#### Required task:
Transcribe every line of the material below word for word, leaving out the pictures.

[Collected data]
────────
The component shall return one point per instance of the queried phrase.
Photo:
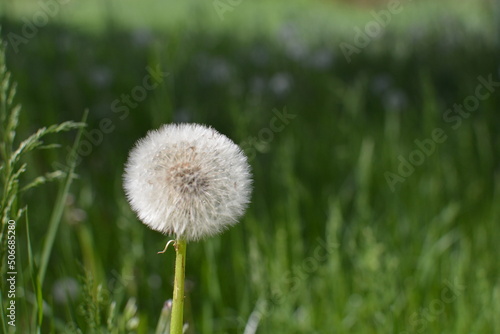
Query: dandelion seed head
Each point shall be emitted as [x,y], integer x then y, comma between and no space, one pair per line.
[188,180]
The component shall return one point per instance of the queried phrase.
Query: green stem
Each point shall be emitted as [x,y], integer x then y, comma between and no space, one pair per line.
[177,323]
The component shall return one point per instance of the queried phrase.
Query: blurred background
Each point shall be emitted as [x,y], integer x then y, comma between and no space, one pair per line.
[372,129]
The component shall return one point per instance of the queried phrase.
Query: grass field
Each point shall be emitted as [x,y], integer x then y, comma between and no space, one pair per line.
[376,202]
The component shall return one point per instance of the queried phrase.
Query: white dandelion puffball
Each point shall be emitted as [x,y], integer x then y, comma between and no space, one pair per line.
[188,180]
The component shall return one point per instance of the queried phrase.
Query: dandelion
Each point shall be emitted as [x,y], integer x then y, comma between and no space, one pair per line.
[188,180]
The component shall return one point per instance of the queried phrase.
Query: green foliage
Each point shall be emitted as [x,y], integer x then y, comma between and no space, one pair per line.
[326,245]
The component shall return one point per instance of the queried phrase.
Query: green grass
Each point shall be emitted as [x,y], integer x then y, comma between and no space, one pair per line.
[326,246]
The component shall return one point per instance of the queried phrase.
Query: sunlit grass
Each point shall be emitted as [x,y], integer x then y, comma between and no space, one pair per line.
────────
#### Response to this exercise:
The component shall return one point per instance of the queried phrase.
Photo:
Query: dandelion seed head
Each point shall be emitted as [x,y], integer x then y, comma between and no space, one pair per line.
[188,180]
The component shall return one point per instance of the queried phrase.
Query: green stem
Each point shall be emitted as [x,y], integer x then y, comma between and no space, one pair per line.
[177,323]
The component shall return one point per instance of the queried phrase.
Query: blurred background
Each point shall be emitted as [x,y], integer x then y, comma between and no space, one pair per line.
[372,129]
The component shall return one point per instance of the queried phrase.
Query: grass field
Each point shall be emitted as [x,y], integer x then y, comma between and no space, one pair per line.
[376,202]
The component shall return one point per instance of the queried phrase.
Query: white dandelion puffball
Each point shall be emitted as [x,y], integer x then y, comma between and no space, one pair per line.
[188,180]
The component shall return one point per instance of the queried phrase.
Query: dandelion
Each point shall be emitted as [x,y], integer x then y, comma between and no space, one pair per line.
[188,180]
The component shall return one point per instance of the queried phrase.
Query: green foliage
Each point shall be emitted as [x,y], integer x then y, comma between and no space, one pair per line.
[326,245]
The component shall return one point per instance of the queried phrase.
Query: green grass
Each point shall be emitted as [x,y], integer x then y, comma between and no space, one pair per line.
[326,246]
The component shall return one point per instance of the queried phrase.
Query: sunlit grass
Each point shall be emitted as [x,y], integer x then y, comma between and no space, one pair per line.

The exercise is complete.